2001 - Uma Odisseia no Espaço é um filme chato,
de extrema importância, complexo e confuso. Sim, todos estes adjetivos podem
ser atribuídos a esta grande preciosidade do século passado. É certo que nem
tudo que é bom seja legal, nem tudo que é relevante seja interessante, e que
nem tudo que é belo seja atraente, argumentos devidamente apropriados quando o
assunto é o longa em questão. Contudo, primeiramente, para poder divagar e
entender um pouco da grandiosidade desta película deve-se compreender o período
sob o qual foi produzida.
Considerando que a Guerra Fria, um conflito
ocorrido somente no campo diplomático entre as duas maiores superpotências do
mundo que se iniciou após a Segunda Guerra Mundial abrange uma quantidade de
aproximadamente 50 anos de confrontos, esta possui em seu currículo uma extensa
grade de importantíssimos acontecimentos, como, por exemplo, a Crise de Mísseis
de Cuba, a Queda do Muro de Berlim e a icônica Corrida Espacial. Resumindo,
esta foi a responsável por levar o homem pela primeira vez a pisar na lua, mais
especificamente um astronauta estadunidense. Fato interessante e extremamente
controverso, pois os EUA se encontravam atrasados com relação ao conflito em
questão, visto que a União Soviética já havia feito com que uma cadela orbitasse a Terra.
Desta forma, não se deixando para trás, finalmente o pessoal das terras do Tio
Sam obtiveram sucesso na enviada do homem ao satélite natural de nosso planeta, o que
basicamente lhes proporcionou a vitória da Corrida Espacial e um gigantesco
passo a frente de seu inimigo na própria Guerra Fria em termos de tecnologia e
popularidade frente aos olhos do restante do mundo.
※ ※ ※
— Suas tarefas —
a – Liste os acontecimentos da Guerra Fria que o texto sobre o filme 2001 apresenta como exemplos.
b – Dê prosseguimento ao texto sobre o filme 2001 a partir do ponto em que ele termina.
O material não tem relação alguma com o texto sobre o filme 2001.

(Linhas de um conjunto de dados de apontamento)
※ ※ ※
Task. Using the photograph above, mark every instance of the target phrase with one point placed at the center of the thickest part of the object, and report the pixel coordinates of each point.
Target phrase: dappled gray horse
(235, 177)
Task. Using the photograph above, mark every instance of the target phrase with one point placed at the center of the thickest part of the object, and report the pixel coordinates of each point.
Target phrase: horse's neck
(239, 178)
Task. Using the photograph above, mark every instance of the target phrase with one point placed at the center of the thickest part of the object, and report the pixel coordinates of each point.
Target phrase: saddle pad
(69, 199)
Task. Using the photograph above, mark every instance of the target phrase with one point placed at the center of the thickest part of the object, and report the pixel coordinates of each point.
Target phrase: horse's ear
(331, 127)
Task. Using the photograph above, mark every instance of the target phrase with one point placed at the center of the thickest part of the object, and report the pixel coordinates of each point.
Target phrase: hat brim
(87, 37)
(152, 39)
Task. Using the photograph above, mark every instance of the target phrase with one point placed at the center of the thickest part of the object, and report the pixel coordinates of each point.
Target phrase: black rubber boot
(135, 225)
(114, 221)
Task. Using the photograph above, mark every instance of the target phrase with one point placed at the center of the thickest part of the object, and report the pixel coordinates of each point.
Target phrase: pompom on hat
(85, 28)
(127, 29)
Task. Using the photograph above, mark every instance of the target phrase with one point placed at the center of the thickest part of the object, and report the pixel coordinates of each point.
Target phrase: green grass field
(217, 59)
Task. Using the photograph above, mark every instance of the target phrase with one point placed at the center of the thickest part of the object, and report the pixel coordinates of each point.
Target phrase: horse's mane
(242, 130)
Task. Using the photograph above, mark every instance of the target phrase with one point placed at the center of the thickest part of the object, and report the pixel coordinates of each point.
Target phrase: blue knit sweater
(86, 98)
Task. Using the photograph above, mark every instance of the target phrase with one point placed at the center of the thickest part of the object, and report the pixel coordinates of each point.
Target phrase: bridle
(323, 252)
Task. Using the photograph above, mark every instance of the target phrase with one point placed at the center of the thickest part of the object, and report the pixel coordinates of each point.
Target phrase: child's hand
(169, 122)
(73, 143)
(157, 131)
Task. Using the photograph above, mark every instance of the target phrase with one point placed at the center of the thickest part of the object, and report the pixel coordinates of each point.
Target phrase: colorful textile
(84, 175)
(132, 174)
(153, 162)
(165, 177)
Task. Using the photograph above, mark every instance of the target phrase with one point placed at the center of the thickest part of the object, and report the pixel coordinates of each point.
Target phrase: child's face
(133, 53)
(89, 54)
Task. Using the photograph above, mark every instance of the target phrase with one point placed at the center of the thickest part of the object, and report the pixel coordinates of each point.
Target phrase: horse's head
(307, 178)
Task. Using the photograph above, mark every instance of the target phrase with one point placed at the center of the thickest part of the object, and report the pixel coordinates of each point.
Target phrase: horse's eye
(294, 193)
※ ※ ※
— Respostas do exercício —
a – Crise de Mísseis de Cuba; Queda do Muro de Berlim; Corrida Espacial.

b –
Certo, mas o que tudo isto tem a ver com o
filme? Como se sabe, consoante as inúmeras reflexões e temas abordados pelo
longa, a exploração do espaço é uma delas, o que neste resulta impecáveis e até
mesmo inacreditáveis efeitos visuais para a época. Perante isto, levando-se em
consideração que o lançamento da película se deu em 1968 e a ida do homem a lua
um ano depois, muito se especula a respeito desta ter sido uma farsa
arquitetada por Stanley Kubrick (diretor) e o governo dos EUA para estes se
consolidarem a frente dos soviéticos na guerra, umas das mais populares e
intrigantes teorias da conspiração que muitos alegam ter sido confirmada em
outro filme do cineasta, O Iluminado, mas isto é assunto para outra divagação.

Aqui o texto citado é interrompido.